● Text:
--- BEGIN ---
But I wanted to see if for myself, to see if Duncan was just being curmudgeonly. The first thing I noticed was how unpretentious and egalitarian it is. We pulled our boat of a rental car right up in front and parked without any meters or guard gates. We walked into the building itself, cell phone camera clicking, without being stopped. Guides, not guards, greeted us with information brochures and invitations to look at all the local art on display. The heavy wooden doors to the House and Senate chambers were unlocked – practically inviting admirers. I wouldn’t call the architecture beautiful but it felt so American to me, in the best possible way. Government by and of and for the people.
I walked out of the capitol thinking Duncan arrogant, even a little mean spirited for satirizing the statement the architect was trying to make at the time. Byrne used to tell me he never liked it here in Santa Fe – too dusty, monochromatic and void of water. He didn’t see the beauty in it she did, that now some 68,000 people who live here do. But then again, to be fair, in the 60s it wasn’t nearly the artsy-glamorous mountain town it is today. Compared to Charleston, where Duncan was from, it must have seemed a desert outpost. He took no comfort in the company of other artists and writers who had discovered the town and made colonies and studios here.
I have no script of “The Sinister Secret of the Sawdust Sepulcher, or, A Capital Conspiracy.” For all I know Duncan might have meant it as a joke, making fun of the controversy more than protesting the architecture. But given how happy Byrne told me he was to leave Santa Fe for Beaufort in 1969, I suspect he lived here as an expat in his own country.
It’s part of the mystery of rememoir. One of my dearest sisters-by-Byrne is a yoga instructor in Savannah. Judean said that when her mother died, her siblings had such different memories — even resentments — that she wondered if they were remembering the same woman. She told me to expect the same confusion as I wrote about my “Other Mother” and the man who shaped her life.
What it comes down to is being true to the truth of the person I knew, and I knew Byrne’s Duncan. All I have left is Byrne’s memory of the man who wrote that snarky play. She saw the Santa Fe Fiesta and it’s annual burning of Zozobra (Old Man Gloom) as a way to discharge demons. She hoped Santa Fe’s dry mountain air would clear the cobwebs in Duncan’s mind and allow his creativity to blossom. When it didn’t, she didn’t judge him – as I find myself doing.
What I learned on my tour of the Santa Fe capitol is how difficult it is to withhold judgment. Byrne could, because her love for Duncan was so strong and tested. Santa Fe released the gloom and reaffirmed her faith in the power of their partnership instead.
--- END ---
Image annotation data:
--- BEGIN ---
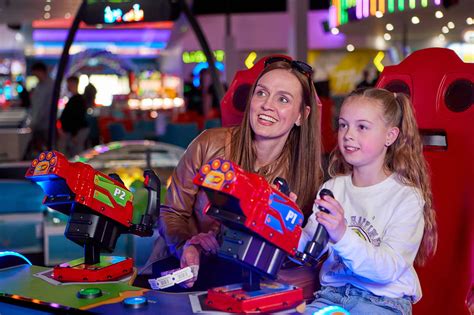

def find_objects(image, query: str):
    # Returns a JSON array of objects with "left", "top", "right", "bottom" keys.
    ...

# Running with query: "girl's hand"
[{"left": 314, "top": 195, "right": 346, "bottom": 243}]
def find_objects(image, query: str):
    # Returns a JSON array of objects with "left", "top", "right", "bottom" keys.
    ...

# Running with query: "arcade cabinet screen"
[{"left": 84, "top": 0, "right": 179, "bottom": 25}]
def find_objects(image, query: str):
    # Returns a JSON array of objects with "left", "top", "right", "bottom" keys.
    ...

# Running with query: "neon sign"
[
  {"left": 182, "top": 50, "right": 225, "bottom": 63},
  {"left": 104, "top": 3, "right": 145, "bottom": 24},
  {"left": 329, "top": 0, "right": 441, "bottom": 27}
]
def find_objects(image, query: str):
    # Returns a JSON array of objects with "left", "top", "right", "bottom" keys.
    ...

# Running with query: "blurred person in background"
[
  {"left": 58, "top": 76, "right": 89, "bottom": 157},
  {"left": 30, "top": 62, "right": 54, "bottom": 155}
]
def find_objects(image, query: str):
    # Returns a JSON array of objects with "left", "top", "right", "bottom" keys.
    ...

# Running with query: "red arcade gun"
[
  {"left": 377, "top": 48, "right": 474, "bottom": 314},
  {"left": 25, "top": 151, "right": 160, "bottom": 282},
  {"left": 194, "top": 158, "right": 330, "bottom": 313}
]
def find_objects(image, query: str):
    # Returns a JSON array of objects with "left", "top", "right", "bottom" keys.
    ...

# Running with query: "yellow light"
[
  {"left": 370, "top": 0, "right": 377, "bottom": 15},
  {"left": 244, "top": 51, "right": 257, "bottom": 69},
  {"left": 374, "top": 51, "right": 385, "bottom": 72},
  {"left": 379, "top": 0, "right": 385, "bottom": 16}
]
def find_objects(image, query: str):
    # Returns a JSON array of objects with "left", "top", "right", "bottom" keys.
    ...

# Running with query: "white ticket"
[{"left": 148, "top": 265, "right": 199, "bottom": 290}]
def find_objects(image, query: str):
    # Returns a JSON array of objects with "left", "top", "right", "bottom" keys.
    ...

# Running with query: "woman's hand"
[
  {"left": 314, "top": 195, "right": 346, "bottom": 243},
  {"left": 186, "top": 231, "right": 219, "bottom": 254},
  {"left": 180, "top": 244, "right": 201, "bottom": 288},
  {"left": 180, "top": 231, "right": 219, "bottom": 288}
]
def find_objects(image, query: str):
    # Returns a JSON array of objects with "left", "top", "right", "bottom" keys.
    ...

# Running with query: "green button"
[{"left": 77, "top": 288, "right": 102, "bottom": 299}]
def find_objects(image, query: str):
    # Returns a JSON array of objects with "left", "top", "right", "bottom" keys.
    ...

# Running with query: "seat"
[{"left": 377, "top": 48, "right": 474, "bottom": 314}]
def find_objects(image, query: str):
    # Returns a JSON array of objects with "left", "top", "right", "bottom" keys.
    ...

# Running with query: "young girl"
[{"left": 300, "top": 88, "right": 437, "bottom": 315}]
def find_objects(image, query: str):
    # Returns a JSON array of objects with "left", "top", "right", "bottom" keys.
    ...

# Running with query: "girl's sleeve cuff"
[{"left": 332, "top": 227, "right": 359, "bottom": 256}]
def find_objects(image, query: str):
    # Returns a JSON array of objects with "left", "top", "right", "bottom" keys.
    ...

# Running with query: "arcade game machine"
[
  {"left": 0, "top": 151, "right": 160, "bottom": 310},
  {"left": 0, "top": 151, "right": 345, "bottom": 314},
  {"left": 377, "top": 48, "right": 474, "bottom": 314}
]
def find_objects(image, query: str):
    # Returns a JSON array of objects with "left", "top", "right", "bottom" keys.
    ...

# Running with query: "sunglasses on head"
[{"left": 265, "top": 57, "right": 313, "bottom": 80}]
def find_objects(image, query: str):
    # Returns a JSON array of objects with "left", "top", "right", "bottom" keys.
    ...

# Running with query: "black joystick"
[{"left": 298, "top": 188, "right": 334, "bottom": 266}]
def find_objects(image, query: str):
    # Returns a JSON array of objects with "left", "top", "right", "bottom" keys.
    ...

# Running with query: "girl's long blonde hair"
[
  {"left": 329, "top": 88, "right": 438, "bottom": 265},
  {"left": 230, "top": 61, "right": 322, "bottom": 214}
]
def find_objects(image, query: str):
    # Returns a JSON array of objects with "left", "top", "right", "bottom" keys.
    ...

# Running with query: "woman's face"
[{"left": 249, "top": 69, "right": 310, "bottom": 142}]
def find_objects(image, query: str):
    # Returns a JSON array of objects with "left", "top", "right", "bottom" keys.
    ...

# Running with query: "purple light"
--- END ---
Carry on the memoir passage about the Santa Fe capitol past its final sentence. The rows have no role in this work.

Byrne’s Santa Fe
I’m about to step into a time warp, only it’s all in my head. I’m flying to Santa Fe tomorrow, one of the four key settings in my memoir about Byrne Miller. She lived there in the early 1960s, a contemporary of Georgia O’Keefe. Santa Fe, not Beaufort, is where she started the Byrne Miller Dance Theatre.
I’ve never been, unless you count back porch conversations with Byrne and research for the book. Santa Fe exists only as a backdrop for me, a place frozen in time, and I’m a little nervous that the contemporary city won’t feel as magical.
Byrne reveled in the chance to reinvent herself and Santa Fe was a willing stage. This is how I described her driving the family out West.
Of the three westward-bound Millers, only Byrne allowed the stark freedom of the landscape to lift and thrill her. She drove with the front seat pushed all the way back to accommodate legs meant more for the stage than a station wagon. With her chin up-thrust and wrists draped over the top of the steering wheel she could just as easily have been racing a horse-drawn chariot around a Roman coliseum.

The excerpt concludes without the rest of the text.